(Required actions):
1 - Copy from the passage below on the company's growth platforms, word for word, the section starting with "2) Voice and" and going on through "in the mid-30%s.".
2 - Answer these questions using the passage below on the company's growth platforms:
(a) What organic growth rate and EBITDA margin is the Voice and Respiratory Care business expected to deliver?
(b) Through which acquisition does the company aim to build a market leader in the biologics segment?
(c) In what year was Intibia acquired?

(Text for analysis):
-.-.-

These platforms all offer growth and value creation potential well beyond this strategic period and set us up for delivering on our long-term guidance of 8-10% organic growth and an EBIT margin of more than 30%. Let’s look at each growth platform.
1) In Chronic Care, our strength comes from innovation and technologies, coupled with a commercial model which provides services to both healthcare professionals and users. Delivering on our financial ambition starts with running a strong Chronic Care business. Recent launches combined with our robust commercial model position us well for continued growth above the market.
2) Voice and Respiratory Care is a business very much alike our Chronic Care businesses. At the core, it is all about technologies which are proven to significantly improve quality of life for people with a neck stoma, supported by a strong commercial model. There continues to be a lot of ‘white space’ in the market with many unserved patients today, which translates into a significant long-term opportunity. The business is expected to deliver 8-10% organic growth and an EBITDA margin in the mid-30%s.
3) In Advanced Wound Care, we expect to continue to outgrow the market and improve profitability. With the acquisition of Kerecis, we aim to build a market leader in the biologics segment. Kerecis gives us an opportunity to transform the value creation of the Advanced Wound Care segment and turn it into a strong contributor to the group’s value creation ambition. Kerecis has an attractive growth profile, with a 3-year CAGR of around 30% until 2025/26 and strong profitability expansion potential.
4) In Interventional Urology, our story is one of niches with strong technologies in segments like Men’s Health. With the acquisition of Intibia in 2020, we aim to enter the attractive over-active bladder market in the financial year 2025/26 and return to high-single digit growth in the segment.

-.-.-

(Dataset entries):
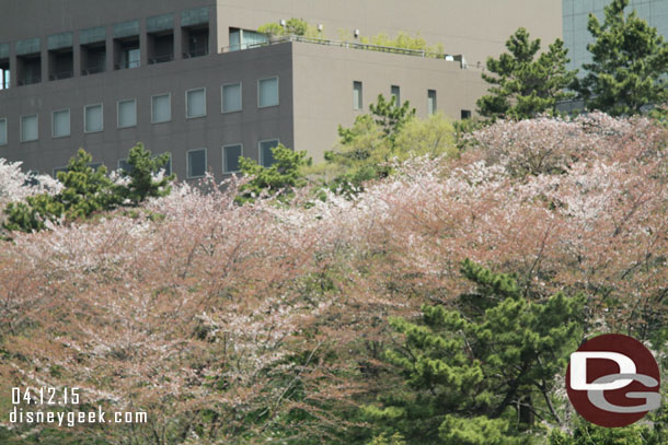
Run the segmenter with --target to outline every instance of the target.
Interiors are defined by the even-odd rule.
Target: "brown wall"
[[[543,43],[562,36],[561,0],[217,0],[221,46],[230,26],[257,28],[281,19],[301,17],[323,24],[324,36],[348,38],[399,32],[419,33],[429,44],[441,43],[448,54],[463,54],[470,65],[505,50],[504,43],[519,26]]]
[[[369,50],[296,44],[295,143],[322,161],[337,140],[337,126],[350,126],[369,112],[379,94],[390,97],[400,86],[417,117],[427,116],[427,90],[437,93],[437,110],[459,119],[462,109],[475,112],[475,101],[487,89],[480,72],[462,70],[459,62]],[[353,82],[362,82],[362,109],[353,109]]]
[[[94,162],[116,168],[138,141],[153,152],[171,152],[174,172],[186,177],[186,151],[207,149],[208,165],[222,169],[221,147],[243,143],[244,155],[257,159],[257,141],[278,137],[292,140],[291,46],[276,45],[224,55],[175,60],[136,69],[110,71],[57,82],[42,82],[0,91],[0,118],[8,118],[9,144],[0,157],[24,161],[30,169],[51,173],[65,166],[78,148],[93,154]],[[257,107],[257,79],[278,75],[280,103]],[[223,83],[242,82],[243,109],[221,113]],[[207,89],[207,116],[185,118],[185,92]],[[172,94],[172,120],[151,124],[151,95]],[[117,128],[117,102],[137,98],[137,126]],[[83,132],[83,107],[103,103],[104,131]],[[51,138],[51,112],[70,109],[71,136]],[[20,117],[38,114],[39,140],[20,142]]]

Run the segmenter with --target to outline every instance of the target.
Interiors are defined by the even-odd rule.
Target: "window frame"
[[[4,121],[4,142],[0,142],[0,147],[9,145],[9,127],[7,117],[0,117],[0,121]]]
[[[276,138],[270,138],[270,139],[263,139],[262,141],[257,141],[257,162],[260,163],[260,165],[262,165],[263,167],[267,167],[267,165],[264,165],[263,162],[263,156],[262,156],[262,143],[263,142],[269,142],[269,141],[276,141],[276,145],[274,147],[278,147],[280,144],[280,139],[278,137]]]
[[[359,104],[355,103],[355,86],[359,84]],[[359,105],[359,106],[358,106]],[[365,102],[364,102],[364,84],[360,80],[354,80],[353,81],[353,109],[355,112],[360,112],[365,108]]]
[[[126,102],[135,102],[135,124],[122,127],[120,126],[120,104],[122,103],[126,103]],[[139,116],[138,116],[138,113],[137,113],[137,97],[122,98],[120,101],[116,102],[116,128],[118,130],[123,130],[125,128],[137,127],[137,121],[138,120],[139,120]]]
[[[260,83],[265,80],[276,79],[276,104],[260,105]],[[257,79],[257,108],[272,108],[280,106],[280,79],[278,75],[269,75],[268,78]]]
[[[69,117],[69,128],[68,128],[68,133],[65,136],[56,136],[56,113],[62,113],[62,112],[67,112],[68,113],[68,117]],[[60,109],[54,109],[51,112],[51,139],[60,139],[60,138],[69,138],[72,136],[72,112],[70,110],[70,108],[60,108]]]
[[[68,171],[68,166],[60,166],[60,167],[54,167],[51,168],[51,176],[54,177],[54,179],[58,179],[58,172],[66,172]]]
[[[161,120],[161,121],[157,122],[156,121],[154,107],[153,107],[153,98],[162,97],[162,96],[168,96],[169,99],[170,99],[170,118],[168,120]],[[160,93],[160,94],[151,95],[151,124],[166,124],[166,122],[171,122],[172,120],[173,120],[173,116],[172,116],[172,93]]]
[[[224,109],[224,87],[231,86],[231,85],[239,85],[239,106],[240,106],[240,108],[226,112],[226,109]],[[260,90],[258,90],[257,94],[260,94]],[[257,101],[260,101],[260,97],[257,98]],[[228,115],[230,113],[240,113],[240,112],[243,112],[243,82],[239,81],[239,82],[223,83],[222,85],[220,85],[220,113],[223,115]]]
[[[37,119],[37,137],[35,139],[28,139],[28,140],[24,140],[23,139],[23,118],[24,117],[33,117],[35,116],[35,118]],[[39,140],[39,114],[38,113],[34,113],[32,115],[21,115],[20,118],[20,129],[19,129],[19,139],[20,141],[23,142],[35,142]]]
[[[396,94],[394,94],[394,90],[396,89]],[[401,107],[401,86],[400,85],[390,85],[390,97],[393,98],[394,106]],[[394,99],[394,97],[396,97]]]
[[[241,172],[241,169],[227,169],[226,168],[226,156],[224,156],[224,149],[227,149],[228,147],[241,147],[241,153],[239,154],[239,156],[243,156],[243,143],[239,142],[239,143],[226,143],[224,145],[222,145],[222,173],[223,174],[234,174],[234,173],[239,173]],[[260,147],[260,144],[257,145]]]
[[[201,150],[204,150],[204,175],[200,175],[200,176],[191,176],[191,153],[192,152],[196,152],[196,151],[201,151]],[[186,169],[185,174],[186,174],[186,179],[197,179],[197,178],[205,177],[208,165],[209,165],[208,153],[207,153],[207,149],[205,147],[203,147],[200,149],[191,149],[191,150],[187,150],[185,152],[185,169]]]
[[[430,93],[434,93],[434,108],[429,108]],[[427,90],[427,116],[434,116],[438,112],[438,94],[436,90]]]
[[[87,110],[88,110],[90,107],[96,107],[96,106],[99,106],[99,107],[100,107],[100,110],[102,112],[102,128],[101,128],[100,130],[92,130],[92,131],[89,131],[89,130],[88,130],[88,128],[87,128],[87,125],[85,125],[85,124],[87,124],[87,113],[85,113],[85,112],[87,112]],[[84,133],[84,134],[92,134],[92,133],[99,133],[99,132],[102,132],[102,131],[104,131],[104,103],[100,102],[100,103],[97,103],[97,104],[89,104],[89,105],[84,105],[84,106],[83,106],[83,133]]]
[[[128,160],[128,157],[123,157],[123,159],[118,160],[118,162],[116,162],[116,169],[122,169],[123,167],[120,166],[120,163],[125,162],[127,164],[127,160]]]
[[[170,160],[168,161],[168,162],[170,163],[170,171],[169,171],[169,173],[168,173],[166,171],[164,172],[164,173],[165,173],[168,176],[170,176],[170,175],[172,175],[172,174],[173,174],[173,172],[174,172],[174,165],[173,165],[173,163],[172,163],[172,161],[173,161],[173,160],[172,160],[172,152],[171,152],[171,151],[168,151],[168,152],[164,152],[164,153],[166,153],[166,154],[169,154],[169,155],[170,155]],[[208,160],[207,160],[207,162],[208,162]]]
[[[204,91],[204,115],[200,116],[188,116],[188,93],[193,91]],[[207,116],[207,89],[206,86],[200,86],[196,89],[189,89],[185,91],[185,118],[186,119],[198,119]]]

-.-.-

(Per-task outputs):
1 -
2) Voice and Respiratory Care is a business very much alike our Chronic Care businesses. At the core, it is all about technologies which are proven to significantly improve quality of life for people with a neck stoma, supported by a strong commercial model. There continues to be a lot of ‘white space’ in the market with many unserved patients today, which translates into a significant long-term opportunity. The business is expected to deliver 8-10% organic growth and an EBITDA margin in the mid-30%s.

2 -
(a) 8-10% organic growth and an EBITDA margin in the mid-30%s
(b) Kerecis
(c) 2020